**OBJECTIVE**
Reproduce the data below verbatim from the line containing "Can you find the lighthouse lantern" through its final line, and produce nothing more.

**TASK MATERIAL**
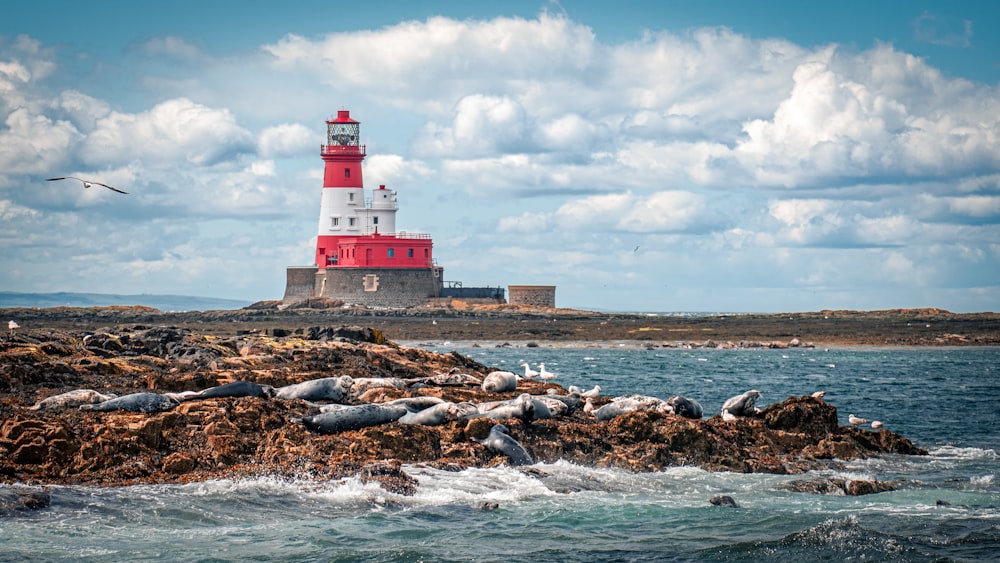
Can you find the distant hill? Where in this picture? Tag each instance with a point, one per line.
(161, 302)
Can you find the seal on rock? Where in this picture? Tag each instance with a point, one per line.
(500, 441)
(742, 405)
(135, 402)
(327, 388)
(627, 404)
(522, 407)
(435, 415)
(234, 389)
(683, 406)
(500, 382)
(72, 399)
(353, 417)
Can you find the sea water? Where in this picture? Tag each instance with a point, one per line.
(946, 507)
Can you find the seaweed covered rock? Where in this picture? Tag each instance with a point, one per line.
(230, 436)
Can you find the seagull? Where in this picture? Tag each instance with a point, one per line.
(87, 183)
(544, 373)
(528, 372)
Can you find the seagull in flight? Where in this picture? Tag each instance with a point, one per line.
(87, 183)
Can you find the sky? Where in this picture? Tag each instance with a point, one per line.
(722, 156)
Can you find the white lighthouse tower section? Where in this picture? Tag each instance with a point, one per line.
(341, 211)
(382, 213)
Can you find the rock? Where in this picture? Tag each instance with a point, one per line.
(225, 437)
(724, 500)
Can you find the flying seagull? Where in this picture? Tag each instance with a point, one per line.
(87, 183)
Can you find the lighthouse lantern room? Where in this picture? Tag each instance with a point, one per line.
(357, 245)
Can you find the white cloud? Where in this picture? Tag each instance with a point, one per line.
(287, 140)
(731, 161)
(174, 130)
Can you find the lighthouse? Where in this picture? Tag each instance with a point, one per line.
(360, 257)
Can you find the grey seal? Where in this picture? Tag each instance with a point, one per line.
(353, 418)
(683, 406)
(362, 384)
(234, 389)
(72, 399)
(136, 402)
(453, 377)
(415, 404)
(499, 441)
(522, 407)
(500, 382)
(627, 404)
(327, 388)
(742, 405)
(435, 415)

**EXPECTED OUTPUT**
Can you find the lighthouse lantern room? Where in this picture? Tag each instance with a point, one per line.
(357, 245)
Can you find the white cloud? Where in this picture? Tag each instance with a point, one per line.
(287, 140)
(731, 161)
(174, 130)
Can you find the lighthouse? Where in this picture? Tag each instance with a point, one per line.
(360, 257)
Can you find the grey seal? Where in this picture? Tag each instance with a point, one per line.
(353, 418)
(683, 406)
(362, 384)
(234, 389)
(72, 399)
(136, 402)
(453, 377)
(415, 404)
(499, 441)
(522, 407)
(500, 382)
(627, 404)
(327, 388)
(742, 405)
(435, 415)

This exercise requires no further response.